Bloc de texte:
——

En tant que président du C3D, quelle est votre réaction face à la forte baisse des ambitions de la directive ?

En tant que président du C3D, et donc en tant que représentant des membres de l’association, nous sommes déçus de la révision à la baisse des ambitions de la directive CSDDD. Mais soyons déjà satisfaits qu’elle ait finalement été adoptée malgré les pressions de ceux qui veulent tirer toujours plus vers le bas les mesures pour la durabilité de l’économie. Au C3D, nous voyons cette directive comme une assurance-vie car les pressions des parties prenantes vont s’amplifier au fur est à mesure des effets de l’emballement climatique, continuer de ne rien faire s’assimilerait à un suicide collectif.

Comment expliquez-vous un tel recul, alors qu’un accord avait été trouvé en décembre ?

Le recul est dû à l’effet combiné d’un lobbying passéiste et du sentiment de devoir digérer en peu de temps des exigences complexes de la part d’entreprises souvent mal préparées. L’enchainement Taxonomie, CSRD et CSDDD a eu un effet repoussoir que l’on peut comprendre. Il aurait fallu anticiper et lisser sur une plus longue période la sortie de ces normes, mais maintenant avec l’explosion de 6 des 9 limites planétaires, nous ne pouvons plus attendre avant d’agir.

La CSDDD requiert une traçabilité dans la vigilance à exercer sur les fournisseurs directs, alors que le texte initial mentionnait l’ensemble de la chaine des fournisseurs ou encore les partenaires commerciaux indirects. Dans les faits, peu d’entreprises disposent des dispositifs adéquats pour évaluer ne serait-ce que leurs fournisseurs de rang 1. La mise à niveau va être longue et coûteuse, mais c’est le prix à payer pour éviter un coût encore bien plus important si nous continuons à produire de la valeur économique en détruisant la valeur écologique et sociale.

——

Série d'exercices:
1. Pouvez-vous recopier l'entretien sur la directive CSDDD depuis «En tant que président du C3D, quelle» jusqu'à «en décembre ?», en renommant «directive» en «norme» partout où ce mot apparaît ?
2. D'après l'entretien sur la directive CSDDD, quels textes forment l'enchaînement décrit comme ayant eu un effet repoussoir ?

——

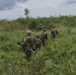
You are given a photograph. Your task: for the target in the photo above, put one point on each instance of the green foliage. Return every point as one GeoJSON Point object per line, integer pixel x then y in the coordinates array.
{"type": "Point", "coordinates": [57, 58]}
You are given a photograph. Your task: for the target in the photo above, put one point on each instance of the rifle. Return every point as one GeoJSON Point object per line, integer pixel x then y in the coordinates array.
{"type": "Point", "coordinates": [30, 50]}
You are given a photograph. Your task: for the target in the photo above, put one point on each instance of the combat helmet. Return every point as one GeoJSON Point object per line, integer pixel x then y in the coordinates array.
{"type": "Point", "coordinates": [28, 33]}
{"type": "Point", "coordinates": [37, 36]}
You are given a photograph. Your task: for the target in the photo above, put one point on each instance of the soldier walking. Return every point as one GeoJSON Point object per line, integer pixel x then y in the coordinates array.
{"type": "Point", "coordinates": [54, 32]}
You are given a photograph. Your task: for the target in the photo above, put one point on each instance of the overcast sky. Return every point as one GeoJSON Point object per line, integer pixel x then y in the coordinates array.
{"type": "Point", "coordinates": [12, 9]}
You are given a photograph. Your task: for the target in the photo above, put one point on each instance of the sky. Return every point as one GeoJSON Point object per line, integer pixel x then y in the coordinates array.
{"type": "Point", "coordinates": [13, 9]}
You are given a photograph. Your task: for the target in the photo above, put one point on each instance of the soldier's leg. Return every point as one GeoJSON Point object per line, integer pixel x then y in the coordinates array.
{"type": "Point", "coordinates": [28, 55]}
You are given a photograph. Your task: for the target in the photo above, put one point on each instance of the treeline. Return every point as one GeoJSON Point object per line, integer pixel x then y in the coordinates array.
{"type": "Point", "coordinates": [34, 23]}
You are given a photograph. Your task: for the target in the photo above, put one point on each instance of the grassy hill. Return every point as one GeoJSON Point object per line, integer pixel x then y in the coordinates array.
{"type": "Point", "coordinates": [57, 58]}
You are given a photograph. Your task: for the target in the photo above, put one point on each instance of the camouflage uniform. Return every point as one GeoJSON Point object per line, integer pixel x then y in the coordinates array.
{"type": "Point", "coordinates": [38, 42]}
{"type": "Point", "coordinates": [26, 45]}
{"type": "Point", "coordinates": [44, 37]}
{"type": "Point", "coordinates": [54, 32]}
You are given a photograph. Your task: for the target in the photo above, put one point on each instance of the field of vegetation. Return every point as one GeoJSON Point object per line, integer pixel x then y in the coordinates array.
{"type": "Point", "coordinates": [57, 58]}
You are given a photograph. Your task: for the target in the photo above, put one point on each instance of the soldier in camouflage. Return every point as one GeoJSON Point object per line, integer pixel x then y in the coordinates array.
{"type": "Point", "coordinates": [54, 32]}
{"type": "Point", "coordinates": [27, 45]}
{"type": "Point", "coordinates": [44, 37]}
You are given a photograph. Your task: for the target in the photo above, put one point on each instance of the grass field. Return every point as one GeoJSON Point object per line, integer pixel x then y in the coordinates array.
{"type": "Point", "coordinates": [57, 58]}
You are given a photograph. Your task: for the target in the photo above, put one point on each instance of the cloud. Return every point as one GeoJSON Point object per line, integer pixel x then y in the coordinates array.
{"type": "Point", "coordinates": [9, 4]}
{"type": "Point", "coordinates": [70, 1]}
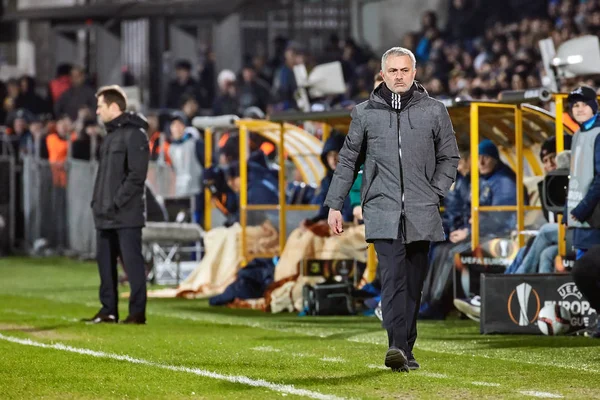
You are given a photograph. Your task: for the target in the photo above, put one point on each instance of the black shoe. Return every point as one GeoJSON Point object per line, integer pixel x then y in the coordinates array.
{"type": "Point", "coordinates": [412, 363]}
{"type": "Point", "coordinates": [102, 319]}
{"type": "Point", "coordinates": [135, 320]}
{"type": "Point", "coordinates": [395, 359]}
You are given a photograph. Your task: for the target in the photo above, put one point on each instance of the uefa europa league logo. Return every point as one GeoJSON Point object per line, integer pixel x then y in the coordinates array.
{"type": "Point", "coordinates": [523, 292]}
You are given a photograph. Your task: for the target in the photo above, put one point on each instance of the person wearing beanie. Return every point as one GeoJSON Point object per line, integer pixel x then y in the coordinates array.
{"type": "Point", "coordinates": [583, 198]}
{"type": "Point", "coordinates": [329, 158]}
{"type": "Point", "coordinates": [548, 151]}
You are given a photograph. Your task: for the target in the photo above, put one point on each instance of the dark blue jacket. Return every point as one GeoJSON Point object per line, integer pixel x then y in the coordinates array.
{"type": "Point", "coordinates": [587, 238]}
{"type": "Point", "coordinates": [498, 189]}
{"type": "Point", "coordinates": [334, 143]}
{"type": "Point", "coordinates": [456, 203]}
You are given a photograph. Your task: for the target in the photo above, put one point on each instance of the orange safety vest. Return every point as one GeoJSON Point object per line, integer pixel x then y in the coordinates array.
{"type": "Point", "coordinates": [154, 143]}
{"type": "Point", "coordinates": [58, 149]}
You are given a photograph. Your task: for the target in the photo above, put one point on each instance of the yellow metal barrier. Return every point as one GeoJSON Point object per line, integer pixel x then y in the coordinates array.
{"type": "Point", "coordinates": [560, 146]}
{"type": "Point", "coordinates": [243, 189]}
{"type": "Point", "coordinates": [282, 200]}
{"type": "Point", "coordinates": [207, 164]}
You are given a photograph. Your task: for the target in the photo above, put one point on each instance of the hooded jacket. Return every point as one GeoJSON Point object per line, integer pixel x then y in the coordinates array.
{"type": "Point", "coordinates": [411, 158]}
{"type": "Point", "coordinates": [119, 192]}
{"type": "Point", "coordinates": [334, 143]}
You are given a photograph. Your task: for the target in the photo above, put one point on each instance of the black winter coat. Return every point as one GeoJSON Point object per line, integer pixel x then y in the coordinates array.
{"type": "Point", "coordinates": [119, 191]}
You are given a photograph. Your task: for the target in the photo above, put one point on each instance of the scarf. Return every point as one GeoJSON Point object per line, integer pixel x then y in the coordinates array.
{"type": "Point", "coordinates": [395, 100]}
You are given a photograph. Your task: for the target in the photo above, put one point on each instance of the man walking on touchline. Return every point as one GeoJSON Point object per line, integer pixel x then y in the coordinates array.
{"type": "Point", "coordinates": [118, 205]}
{"type": "Point", "coordinates": [410, 160]}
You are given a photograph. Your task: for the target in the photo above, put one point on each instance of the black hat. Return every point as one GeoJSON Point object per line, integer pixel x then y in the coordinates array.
{"type": "Point", "coordinates": [585, 94]}
{"type": "Point", "coordinates": [183, 64]}
{"type": "Point", "coordinates": [549, 145]}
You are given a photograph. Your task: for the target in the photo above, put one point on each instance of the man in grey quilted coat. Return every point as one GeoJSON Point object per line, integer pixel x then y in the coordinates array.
{"type": "Point", "coordinates": [407, 143]}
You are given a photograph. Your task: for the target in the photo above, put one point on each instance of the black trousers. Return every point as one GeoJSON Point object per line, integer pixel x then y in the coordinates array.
{"type": "Point", "coordinates": [586, 273]}
{"type": "Point", "coordinates": [403, 268]}
{"type": "Point", "coordinates": [126, 243]}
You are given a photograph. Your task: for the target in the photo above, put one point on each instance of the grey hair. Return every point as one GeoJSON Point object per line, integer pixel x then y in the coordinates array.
{"type": "Point", "coordinates": [398, 51]}
{"type": "Point", "coordinates": [563, 160]}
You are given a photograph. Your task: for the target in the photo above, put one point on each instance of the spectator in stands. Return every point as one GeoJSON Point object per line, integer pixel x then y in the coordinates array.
{"type": "Point", "coordinates": [254, 92]}
{"type": "Point", "coordinates": [284, 83]}
{"type": "Point", "coordinates": [497, 187]}
{"type": "Point", "coordinates": [28, 99]}
{"type": "Point", "coordinates": [58, 144]}
{"type": "Point", "coordinates": [37, 144]}
{"type": "Point", "coordinates": [207, 78]}
{"type": "Point", "coordinates": [88, 141]}
{"type": "Point", "coordinates": [183, 84]}
{"type": "Point", "coordinates": [79, 94]}
{"type": "Point", "coordinates": [330, 158]}
{"type": "Point", "coordinates": [227, 101]}
{"type": "Point", "coordinates": [538, 256]}
{"type": "Point", "coordinates": [3, 93]}
{"type": "Point", "coordinates": [583, 200]}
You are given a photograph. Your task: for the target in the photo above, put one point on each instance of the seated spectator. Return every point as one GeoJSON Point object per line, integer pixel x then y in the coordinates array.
{"type": "Point", "coordinates": [539, 255]}
{"type": "Point", "coordinates": [154, 140]}
{"type": "Point", "coordinates": [456, 202]}
{"type": "Point", "coordinates": [37, 145]}
{"type": "Point", "coordinates": [182, 85]}
{"type": "Point", "coordinates": [253, 91]}
{"type": "Point", "coordinates": [583, 200]}
{"type": "Point", "coordinates": [227, 101]}
{"type": "Point", "coordinates": [79, 94]}
{"type": "Point", "coordinates": [497, 187]}
{"type": "Point", "coordinates": [329, 157]}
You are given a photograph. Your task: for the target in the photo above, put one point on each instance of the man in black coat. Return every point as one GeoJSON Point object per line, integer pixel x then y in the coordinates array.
{"type": "Point", "coordinates": [118, 205]}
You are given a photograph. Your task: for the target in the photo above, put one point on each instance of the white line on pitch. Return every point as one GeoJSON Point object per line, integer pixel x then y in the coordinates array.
{"type": "Point", "coordinates": [545, 395]}
{"type": "Point", "coordinates": [485, 384]}
{"type": "Point", "coordinates": [267, 349]}
{"type": "Point", "coordinates": [287, 389]}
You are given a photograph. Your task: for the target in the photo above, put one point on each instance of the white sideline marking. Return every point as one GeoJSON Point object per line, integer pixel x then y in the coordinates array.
{"type": "Point", "coordinates": [544, 395]}
{"type": "Point", "coordinates": [433, 374]}
{"type": "Point", "coordinates": [332, 359]}
{"type": "Point", "coordinates": [268, 349]}
{"type": "Point", "coordinates": [485, 384]}
{"type": "Point", "coordinates": [19, 312]}
{"type": "Point", "coordinates": [284, 389]}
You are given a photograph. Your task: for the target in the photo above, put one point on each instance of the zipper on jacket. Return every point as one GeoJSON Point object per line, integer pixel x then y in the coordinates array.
{"type": "Point", "coordinates": [402, 213]}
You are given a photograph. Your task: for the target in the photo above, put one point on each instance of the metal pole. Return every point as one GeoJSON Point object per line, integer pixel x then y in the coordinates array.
{"type": "Point", "coordinates": [474, 176]}
{"type": "Point", "coordinates": [560, 146]}
{"type": "Point", "coordinates": [282, 200]}
{"type": "Point", "coordinates": [243, 188]}
{"type": "Point", "coordinates": [520, 188]}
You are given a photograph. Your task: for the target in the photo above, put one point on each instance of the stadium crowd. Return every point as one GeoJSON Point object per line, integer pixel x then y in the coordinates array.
{"type": "Point", "coordinates": [470, 57]}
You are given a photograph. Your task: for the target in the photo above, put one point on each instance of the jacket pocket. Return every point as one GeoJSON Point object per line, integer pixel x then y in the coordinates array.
{"type": "Point", "coordinates": [367, 196]}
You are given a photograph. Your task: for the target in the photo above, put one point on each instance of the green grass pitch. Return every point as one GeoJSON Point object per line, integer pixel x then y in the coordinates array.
{"type": "Point", "coordinates": [191, 350]}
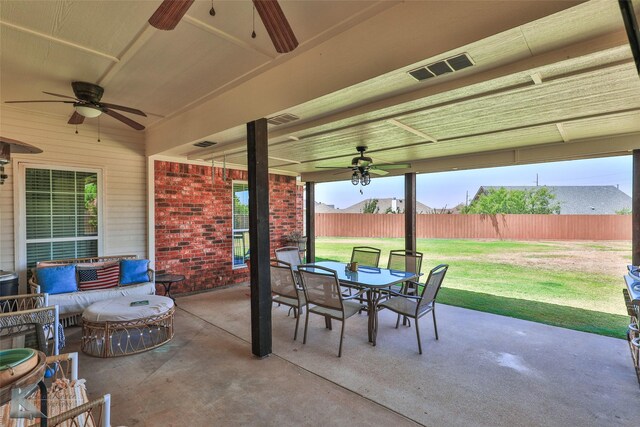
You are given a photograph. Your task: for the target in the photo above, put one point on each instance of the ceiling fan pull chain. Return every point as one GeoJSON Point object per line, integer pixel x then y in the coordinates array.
{"type": "Point", "coordinates": [224, 168]}
{"type": "Point", "coordinates": [253, 33]}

——

Réponses complètes:
1.
En tant que président du C3D, quelle est votre réaction face à la forte baisse des ambitions de la norme ?

En tant que président du C3D, et donc en tant que représentant des membres de l’association, nous sommes déçus de la révision à la baisse des ambitions de la norme CSDDD. Mais soyons déjà satisfaits qu’elle ait finalement été adoptée malgré les pressions de ceux qui veulent tirer toujours plus vers le bas les mesures pour la durabilité de l’économie. Au C3D, nous voyons cette norme comme une assurance-vie car les pressions des parties prenantes vont s’amplifier au fur est à mesure des effets de l’emballement climatique, continuer de ne rien faire s’assimilerait à un suicide collectif.

Comment expliquez-vous un tel recul, alors qu’un accord avait été trouvé en décembre ?

2. La Taxonomie, la CSRD et la CSDDD.